> **TASK DIRECTIONS**
Produce one exact copy of the records, no pictures.

> **GIVEN DATA**
○ ○ ○

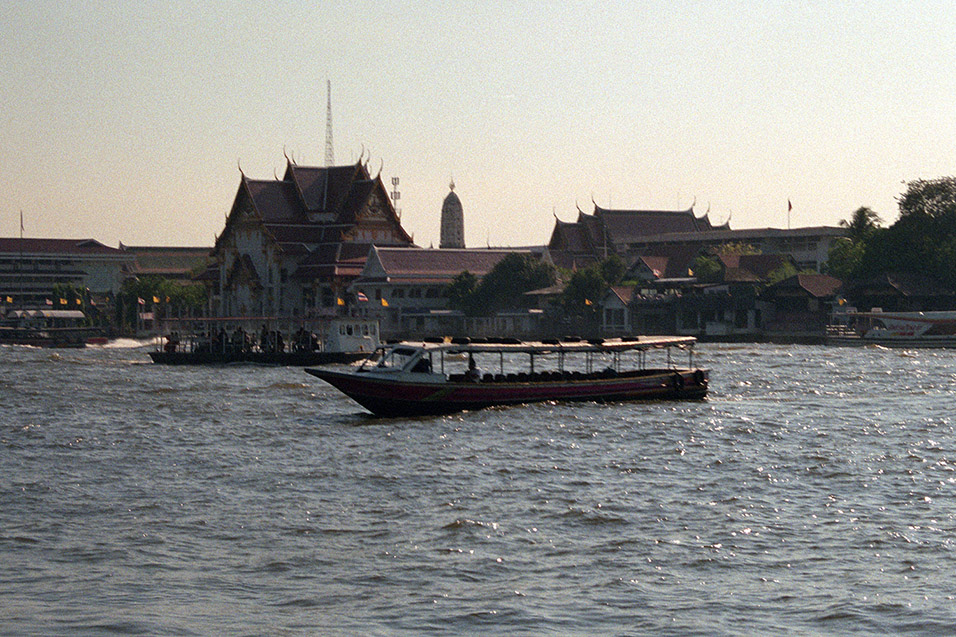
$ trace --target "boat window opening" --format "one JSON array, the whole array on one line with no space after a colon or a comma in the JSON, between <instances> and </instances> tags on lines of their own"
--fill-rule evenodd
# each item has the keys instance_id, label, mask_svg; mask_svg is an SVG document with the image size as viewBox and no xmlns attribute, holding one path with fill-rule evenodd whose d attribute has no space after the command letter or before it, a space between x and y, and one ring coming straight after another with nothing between
<instances>
[{"instance_id":1,"label":"boat window opening","mask_svg":"<svg viewBox=\"0 0 956 637\"><path fill-rule=\"evenodd\" d=\"M405 369L419 350L411 347L382 348L382 356L376 367L389 369Z\"/></svg>"},{"instance_id":2,"label":"boat window opening","mask_svg":"<svg viewBox=\"0 0 956 637\"><path fill-rule=\"evenodd\" d=\"M362 326L362 336L368 336L368 323Z\"/></svg>"}]
</instances>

○ ○ ○

> **FINISHED TASK**
$ trace --target "boat window opening" --format "one JSON array, the whole array on one line with no space after a colon or a comma in the JSON, between <instances> and </instances> tags on lines of their own"
--fill-rule evenodd
# each item has the keys instance_id, label, mask_svg; mask_svg is an SVG document with the image size as viewBox and no xmlns attribute, holding one path with fill-rule evenodd whose d attribute has no space after the command letter or before it, a space between x and y, and one ring coming straight after another with nothing between
<instances>
[{"instance_id":1,"label":"boat window opening","mask_svg":"<svg viewBox=\"0 0 956 637\"><path fill-rule=\"evenodd\" d=\"M405 369L419 350L411 347L382 348L382 356L376 367L389 369Z\"/></svg>"},{"instance_id":2,"label":"boat window opening","mask_svg":"<svg viewBox=\"0 0 956 637\"><path fill-rule=\"evenodd\" d=\"M362 326L362 336L368 336L368 323Z\"/></svg>"}]
</instances>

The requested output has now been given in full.